Exercise - Print the data below line for line, without a single change.

Object detection data:
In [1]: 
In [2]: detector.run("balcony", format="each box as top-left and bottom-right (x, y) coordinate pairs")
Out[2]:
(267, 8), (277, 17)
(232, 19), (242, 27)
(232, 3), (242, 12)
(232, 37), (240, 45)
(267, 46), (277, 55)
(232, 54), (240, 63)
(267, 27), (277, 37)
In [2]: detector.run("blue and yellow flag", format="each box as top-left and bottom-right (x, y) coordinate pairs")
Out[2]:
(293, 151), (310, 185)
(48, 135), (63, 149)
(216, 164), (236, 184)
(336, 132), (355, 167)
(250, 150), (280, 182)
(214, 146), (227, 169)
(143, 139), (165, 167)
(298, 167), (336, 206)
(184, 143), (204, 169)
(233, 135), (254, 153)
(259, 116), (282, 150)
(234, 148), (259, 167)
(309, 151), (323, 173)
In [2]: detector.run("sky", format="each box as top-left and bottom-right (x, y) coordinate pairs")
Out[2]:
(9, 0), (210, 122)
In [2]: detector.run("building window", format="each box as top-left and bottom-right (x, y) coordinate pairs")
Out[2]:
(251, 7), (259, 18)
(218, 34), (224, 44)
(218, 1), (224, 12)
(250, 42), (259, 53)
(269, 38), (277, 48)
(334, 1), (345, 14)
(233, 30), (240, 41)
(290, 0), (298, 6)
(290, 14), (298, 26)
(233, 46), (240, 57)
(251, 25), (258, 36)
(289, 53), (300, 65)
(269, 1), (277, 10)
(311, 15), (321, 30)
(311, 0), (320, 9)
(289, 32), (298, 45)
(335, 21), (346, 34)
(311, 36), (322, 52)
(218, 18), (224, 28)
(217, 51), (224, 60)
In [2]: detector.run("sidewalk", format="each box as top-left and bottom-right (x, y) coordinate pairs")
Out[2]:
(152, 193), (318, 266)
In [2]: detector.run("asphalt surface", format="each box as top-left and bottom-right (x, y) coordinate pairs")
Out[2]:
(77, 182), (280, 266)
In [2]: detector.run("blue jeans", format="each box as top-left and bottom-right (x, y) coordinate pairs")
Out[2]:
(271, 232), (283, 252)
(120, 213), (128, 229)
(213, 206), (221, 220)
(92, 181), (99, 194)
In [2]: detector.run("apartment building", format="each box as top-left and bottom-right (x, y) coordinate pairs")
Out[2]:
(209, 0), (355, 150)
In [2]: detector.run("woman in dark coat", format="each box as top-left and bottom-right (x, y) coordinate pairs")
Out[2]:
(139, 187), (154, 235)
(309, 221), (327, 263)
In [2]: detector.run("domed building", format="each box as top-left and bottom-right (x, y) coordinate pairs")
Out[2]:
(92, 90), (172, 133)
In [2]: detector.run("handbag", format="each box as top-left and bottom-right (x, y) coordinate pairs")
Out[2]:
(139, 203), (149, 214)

Output below -
In [1]: 
In [2]: detector.run("balcony", format="each box as top-left and bottom-right (x, y) coordinate pairs")
Out[2]:
(267, 8), (277, 17)
(232, 19), (242, 27)
(232, 3), (242, 12)
(232, 37), (240, 45)
(267, 46), (277, 55)
(232, 54), (240, 63)
(267, 27), (277, 37)
In [2]: detector.run("blue and yellow flag", format="each box as top-left and bottom-right (x, y) coordinate pairs")
Out[2]:
(293, 151), (310, 185)
(48, 135), (63, 149)
(216, 164), (236, 184)
(336, 132), (355, 167)
(250, 150), (280, 182)
(214, 146), (227, 169)
(143, 139), (165, 167)
(298, 167), (336, 206)
(184, 143), (204, 169)
(233, 135), (254, 153)
(259, 116), (282, 150)
(234, 148), (259, 167)
(309, 151), (323, 173)
In [2]: detector.run("sky", format="each box as top-left and bottom-right (x, y) coordinate pairs")
Out[2]:
(9, 0), (210, 122)
In [2]: detector.run("building window", format="each box as top-left and bottom-right (x, y) coordinate pairs")
Out[2]:
(251, 7), (259, 18)
(218, 34), (224, 44)
(218, 1), (224, 12)
(250, 42), (259, 53)
(269, 38), (277, 48)
(334, 1), (345, 14)
(233, 30), (240, 41)
(290, 0), (298, 6)
(290, 14), (298, 26)
(233, 46), (240, 57)
(251, 25), (258, 36)
(289, 53), (300, 65)
(269, 1), (277, 10)
(311, 15), (321, 30)
(311, 0), (320, 9)
(289, 32), (298, 45)
(335, 21), (346, 34)
(311, 36), (322, 52)
(218, 18), (224, 28)
(217, 51), (224, 60)
In [2]: detector.run("sidewalk", format="each box as top-left and bottom-right (x, y) coordinate pairs")
Out[2]:
(152, 193), (318, 266)
In [2]: detector.run("asphalt surface", format="each box as top-left and bottom-right (x, y) coordinate pairs")
Out[2]:
(77, 182), (280, 266)
In [2]: detector.run("blue jeans", format="each box as top-left and bottom-right (x, y) coordinate pairs")
Out[2]:
(271, 232), (283, 252)
(120, 213), (128, 229)
(213, 206), (221, 220)
(92, 181), (99, 194)
In [2]: detector.run("apartment building", format="each box as top-left and bottom-right (x, y) coordinate pairs")
Out[2]:
(209, 0), (355, 150)
In [2]: detector.run("woman in dark coat", format="each box as top-left and bottom-right (x, y) coordinate pairs")
Out[2]:
(139, 187), (154, 235)
(309, 221), (327, 263)
In [2]: detector.run("domed building", format="each box as top-left and bottom-right (x, y) coordinate pairs")
Out[2]:
(92, 90), (172, 133)
In [2]: detector.run("handbag", format="each box as top-left and bottom-right (x, y) coordinate pairs")
Out[2]:
(139, 203), (149, 214)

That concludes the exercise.